SUPPLIED PASSAGE:
Start of Block
The metalliferous organic component of the anoxic black mud can actually be much older than the newly inhabiting fossils and it has to be thermally mature because of the orogenic origin. There has been much discussion about the Late Cambrian--Early Ordovician Orogeny (520 to 480 Ma) that introduced the Scandinavian Caledonides and supplied both Scandinavia and the Baltica with gigantic amounts of metalliferous anoxic black mud from Iapetus that was squeezed to death between Baltica and Laurentia. Two samples from the Kalak Nappe Complex (KNC) have been recorded. The timing of this metamorphic event with Ar-Ar inverse isochrone age as 498 [+ or -]13 Ma and 506 [+ or -]13 17 Ma just during the Turisalu/Varangu formation [15, 16].

Nuclear magnetic resonance (NMR) study of shale oil

In order to solve the contradictory problem of the thermal history of not the facies and not the fossils, but of the shale organic matter itself, the shale oils had to be studied for their thermal history.
End of Block
DATA FOR REVIEW:
Start of Block
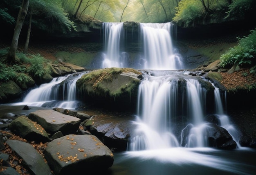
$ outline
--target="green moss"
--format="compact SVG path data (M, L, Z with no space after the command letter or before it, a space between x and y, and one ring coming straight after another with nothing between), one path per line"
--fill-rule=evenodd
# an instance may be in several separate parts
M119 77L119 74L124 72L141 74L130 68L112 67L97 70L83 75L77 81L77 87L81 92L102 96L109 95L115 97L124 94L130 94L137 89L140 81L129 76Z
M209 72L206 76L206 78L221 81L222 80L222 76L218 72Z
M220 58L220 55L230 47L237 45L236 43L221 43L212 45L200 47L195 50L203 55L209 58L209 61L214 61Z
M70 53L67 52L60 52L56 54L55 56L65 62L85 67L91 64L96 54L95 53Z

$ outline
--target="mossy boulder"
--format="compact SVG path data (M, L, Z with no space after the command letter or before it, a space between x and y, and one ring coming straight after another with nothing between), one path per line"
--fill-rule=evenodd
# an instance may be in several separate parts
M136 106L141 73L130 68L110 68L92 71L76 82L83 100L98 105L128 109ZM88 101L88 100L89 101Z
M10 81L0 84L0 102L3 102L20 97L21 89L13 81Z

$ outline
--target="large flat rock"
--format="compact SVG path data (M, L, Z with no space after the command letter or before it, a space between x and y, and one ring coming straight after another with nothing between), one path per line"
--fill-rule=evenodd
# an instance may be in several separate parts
End of Block
USING THE INFORMATION:
1. According to the black mud passage, what time span does the Late Cambrian–Early Ordovician Orogeny cover?
2. Please say whether each statement agrees with the black mud passage, answering yes or no and quoting the words that decide it: (a) Two samples from the Kalak Nappe Complex have been recorded. (b) The shale oils were studied to learn the thermal history of the fossils. (c) The metalliferous anoxic black mud came from Iapetus.
You won't need the records for this work.

RESPONSES FOR EACH TASK:
1. 520 to 480 Ma.

2.
(a) Yes: "Two samples from the Kalak Nappe Complex (KNC) have been recorded."
(b) No: "not the facies and not the fossils, but of the shale organic matter itself"
(c) Yes: "gigantic amounts of metalliferous anoxic black mud from Iapetus"